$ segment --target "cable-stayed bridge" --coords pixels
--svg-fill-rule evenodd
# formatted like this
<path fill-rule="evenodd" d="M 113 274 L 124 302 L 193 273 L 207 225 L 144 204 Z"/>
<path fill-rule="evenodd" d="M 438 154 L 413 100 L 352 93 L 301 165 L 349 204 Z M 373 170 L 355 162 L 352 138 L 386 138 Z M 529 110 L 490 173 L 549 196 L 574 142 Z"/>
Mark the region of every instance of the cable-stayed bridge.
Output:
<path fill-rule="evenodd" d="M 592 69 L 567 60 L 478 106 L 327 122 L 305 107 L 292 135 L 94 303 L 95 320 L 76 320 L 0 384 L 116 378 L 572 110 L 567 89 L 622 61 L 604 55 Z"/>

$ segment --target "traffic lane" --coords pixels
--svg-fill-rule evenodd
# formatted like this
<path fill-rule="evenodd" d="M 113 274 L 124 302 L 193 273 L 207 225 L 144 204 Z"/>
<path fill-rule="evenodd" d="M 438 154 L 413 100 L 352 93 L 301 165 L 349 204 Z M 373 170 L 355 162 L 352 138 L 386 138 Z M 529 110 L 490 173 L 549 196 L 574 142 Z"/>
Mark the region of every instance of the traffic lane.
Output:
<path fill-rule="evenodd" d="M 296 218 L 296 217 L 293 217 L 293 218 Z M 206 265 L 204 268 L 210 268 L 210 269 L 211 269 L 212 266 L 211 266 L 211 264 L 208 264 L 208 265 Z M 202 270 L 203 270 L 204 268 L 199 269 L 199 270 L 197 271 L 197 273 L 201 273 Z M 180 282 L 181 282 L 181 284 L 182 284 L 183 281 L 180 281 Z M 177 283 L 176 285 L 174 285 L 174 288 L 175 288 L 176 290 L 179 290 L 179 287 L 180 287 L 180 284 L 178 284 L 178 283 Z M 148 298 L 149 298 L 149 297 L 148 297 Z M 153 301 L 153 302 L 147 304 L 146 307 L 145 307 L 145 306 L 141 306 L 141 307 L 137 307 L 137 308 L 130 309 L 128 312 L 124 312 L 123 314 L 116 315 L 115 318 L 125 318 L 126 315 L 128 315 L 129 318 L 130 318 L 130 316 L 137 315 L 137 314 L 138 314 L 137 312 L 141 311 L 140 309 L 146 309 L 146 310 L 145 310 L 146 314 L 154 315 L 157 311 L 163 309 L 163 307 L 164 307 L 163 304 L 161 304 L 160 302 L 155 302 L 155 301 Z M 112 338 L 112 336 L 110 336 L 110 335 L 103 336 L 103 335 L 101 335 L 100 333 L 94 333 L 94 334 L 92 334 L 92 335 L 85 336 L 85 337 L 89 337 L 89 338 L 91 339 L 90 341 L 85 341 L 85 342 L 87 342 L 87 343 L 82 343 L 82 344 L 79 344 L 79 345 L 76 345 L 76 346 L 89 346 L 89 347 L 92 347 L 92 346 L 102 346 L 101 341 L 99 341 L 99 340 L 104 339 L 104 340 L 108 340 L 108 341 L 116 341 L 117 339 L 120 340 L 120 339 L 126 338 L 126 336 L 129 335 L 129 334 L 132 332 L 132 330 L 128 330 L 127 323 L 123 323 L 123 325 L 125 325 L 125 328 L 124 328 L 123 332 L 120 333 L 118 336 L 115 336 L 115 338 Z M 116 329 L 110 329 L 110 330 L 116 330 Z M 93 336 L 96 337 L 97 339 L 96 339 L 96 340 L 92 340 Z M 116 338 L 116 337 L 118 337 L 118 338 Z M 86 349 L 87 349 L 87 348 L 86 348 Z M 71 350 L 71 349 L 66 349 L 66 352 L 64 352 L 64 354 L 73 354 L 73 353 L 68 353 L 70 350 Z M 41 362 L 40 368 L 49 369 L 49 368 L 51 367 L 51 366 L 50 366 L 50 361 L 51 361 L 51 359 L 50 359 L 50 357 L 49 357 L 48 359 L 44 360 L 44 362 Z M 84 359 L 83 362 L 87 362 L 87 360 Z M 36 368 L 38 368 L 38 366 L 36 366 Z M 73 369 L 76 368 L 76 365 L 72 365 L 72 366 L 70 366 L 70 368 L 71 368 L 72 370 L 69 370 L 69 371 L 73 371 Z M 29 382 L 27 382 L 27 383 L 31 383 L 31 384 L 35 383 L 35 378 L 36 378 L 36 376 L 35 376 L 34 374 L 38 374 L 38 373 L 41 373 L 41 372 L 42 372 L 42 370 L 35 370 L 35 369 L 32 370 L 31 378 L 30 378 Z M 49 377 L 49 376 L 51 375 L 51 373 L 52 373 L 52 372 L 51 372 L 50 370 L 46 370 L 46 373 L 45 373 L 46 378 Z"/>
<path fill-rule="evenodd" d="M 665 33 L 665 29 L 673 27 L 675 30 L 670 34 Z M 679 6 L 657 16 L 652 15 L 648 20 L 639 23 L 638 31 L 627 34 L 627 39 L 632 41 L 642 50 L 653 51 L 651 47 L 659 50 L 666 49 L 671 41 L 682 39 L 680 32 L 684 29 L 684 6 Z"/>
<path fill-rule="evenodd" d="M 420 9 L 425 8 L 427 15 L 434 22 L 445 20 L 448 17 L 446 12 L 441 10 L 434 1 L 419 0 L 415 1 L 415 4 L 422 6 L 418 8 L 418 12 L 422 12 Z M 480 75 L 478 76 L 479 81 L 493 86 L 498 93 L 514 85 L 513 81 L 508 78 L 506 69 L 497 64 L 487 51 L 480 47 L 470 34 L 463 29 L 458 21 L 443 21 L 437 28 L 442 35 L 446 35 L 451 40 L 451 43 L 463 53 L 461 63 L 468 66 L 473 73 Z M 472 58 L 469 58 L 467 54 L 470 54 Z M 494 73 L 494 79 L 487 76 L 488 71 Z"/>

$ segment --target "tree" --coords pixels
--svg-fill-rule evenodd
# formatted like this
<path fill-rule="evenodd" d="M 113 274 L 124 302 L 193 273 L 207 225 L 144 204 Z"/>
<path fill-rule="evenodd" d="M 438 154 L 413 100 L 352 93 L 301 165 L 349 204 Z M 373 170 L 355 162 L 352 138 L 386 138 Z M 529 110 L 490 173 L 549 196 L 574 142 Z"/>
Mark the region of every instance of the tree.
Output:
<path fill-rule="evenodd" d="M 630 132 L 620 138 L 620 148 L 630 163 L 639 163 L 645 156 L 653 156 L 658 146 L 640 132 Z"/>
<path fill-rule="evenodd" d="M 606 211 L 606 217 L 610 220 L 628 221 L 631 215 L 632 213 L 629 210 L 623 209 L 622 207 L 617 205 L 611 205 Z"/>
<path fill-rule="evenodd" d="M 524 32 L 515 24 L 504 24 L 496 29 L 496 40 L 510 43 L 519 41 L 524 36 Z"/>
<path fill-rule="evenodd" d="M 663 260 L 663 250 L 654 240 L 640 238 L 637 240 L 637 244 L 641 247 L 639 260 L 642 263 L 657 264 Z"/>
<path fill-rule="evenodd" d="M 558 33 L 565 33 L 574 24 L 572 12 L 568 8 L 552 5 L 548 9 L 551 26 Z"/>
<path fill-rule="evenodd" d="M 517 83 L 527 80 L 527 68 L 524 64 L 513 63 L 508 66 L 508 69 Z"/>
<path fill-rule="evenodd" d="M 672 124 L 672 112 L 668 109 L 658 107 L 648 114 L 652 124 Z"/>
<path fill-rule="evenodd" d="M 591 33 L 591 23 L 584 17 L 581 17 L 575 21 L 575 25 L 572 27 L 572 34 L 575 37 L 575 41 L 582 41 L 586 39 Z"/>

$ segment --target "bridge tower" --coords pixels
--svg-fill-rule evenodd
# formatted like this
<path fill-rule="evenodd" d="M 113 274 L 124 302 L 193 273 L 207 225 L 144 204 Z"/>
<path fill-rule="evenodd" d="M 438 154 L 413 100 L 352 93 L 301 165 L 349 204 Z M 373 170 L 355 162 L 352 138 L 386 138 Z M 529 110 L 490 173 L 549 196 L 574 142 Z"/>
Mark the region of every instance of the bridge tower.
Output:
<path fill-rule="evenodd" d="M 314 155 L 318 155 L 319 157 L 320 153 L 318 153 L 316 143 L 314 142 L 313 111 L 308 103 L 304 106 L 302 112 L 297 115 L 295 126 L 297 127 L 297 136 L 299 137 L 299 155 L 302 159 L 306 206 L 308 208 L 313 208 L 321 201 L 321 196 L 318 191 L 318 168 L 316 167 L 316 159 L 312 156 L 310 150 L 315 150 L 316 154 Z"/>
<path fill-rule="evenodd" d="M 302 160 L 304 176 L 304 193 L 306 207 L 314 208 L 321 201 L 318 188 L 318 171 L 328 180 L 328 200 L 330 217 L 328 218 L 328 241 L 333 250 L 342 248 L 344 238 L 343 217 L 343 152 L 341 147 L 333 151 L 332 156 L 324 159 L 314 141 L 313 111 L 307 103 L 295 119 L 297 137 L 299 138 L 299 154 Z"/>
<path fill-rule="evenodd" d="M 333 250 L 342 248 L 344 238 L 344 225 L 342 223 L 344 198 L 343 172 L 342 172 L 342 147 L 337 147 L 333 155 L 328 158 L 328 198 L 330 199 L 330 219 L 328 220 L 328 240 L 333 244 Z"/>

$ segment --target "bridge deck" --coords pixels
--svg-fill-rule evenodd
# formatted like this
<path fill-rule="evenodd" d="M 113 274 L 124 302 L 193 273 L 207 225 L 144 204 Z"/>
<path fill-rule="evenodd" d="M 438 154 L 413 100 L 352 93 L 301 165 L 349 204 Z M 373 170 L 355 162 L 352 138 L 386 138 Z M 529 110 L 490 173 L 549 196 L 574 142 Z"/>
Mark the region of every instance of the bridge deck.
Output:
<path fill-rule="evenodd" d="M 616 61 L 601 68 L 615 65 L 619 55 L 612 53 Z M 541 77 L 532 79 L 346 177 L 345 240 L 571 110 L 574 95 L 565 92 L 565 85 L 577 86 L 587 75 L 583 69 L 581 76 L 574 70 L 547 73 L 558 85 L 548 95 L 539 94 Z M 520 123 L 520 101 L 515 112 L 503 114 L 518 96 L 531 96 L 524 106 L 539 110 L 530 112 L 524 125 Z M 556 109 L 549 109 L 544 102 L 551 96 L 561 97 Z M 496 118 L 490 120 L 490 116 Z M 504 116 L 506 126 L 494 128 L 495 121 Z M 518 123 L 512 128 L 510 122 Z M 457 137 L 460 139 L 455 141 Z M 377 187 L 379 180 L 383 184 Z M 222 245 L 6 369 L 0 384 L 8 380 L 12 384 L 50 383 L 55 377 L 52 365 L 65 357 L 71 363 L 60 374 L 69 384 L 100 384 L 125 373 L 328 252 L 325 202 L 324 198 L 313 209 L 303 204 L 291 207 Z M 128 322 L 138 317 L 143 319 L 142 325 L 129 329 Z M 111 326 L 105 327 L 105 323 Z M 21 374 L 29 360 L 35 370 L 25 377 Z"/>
++++
> _Required work_
From the data above, copy every line where "lane" appears.

> _Solution for this problem_
$ segment --target "traffic lane" --coords pixels
Mark the region of every instance of the traffic lane.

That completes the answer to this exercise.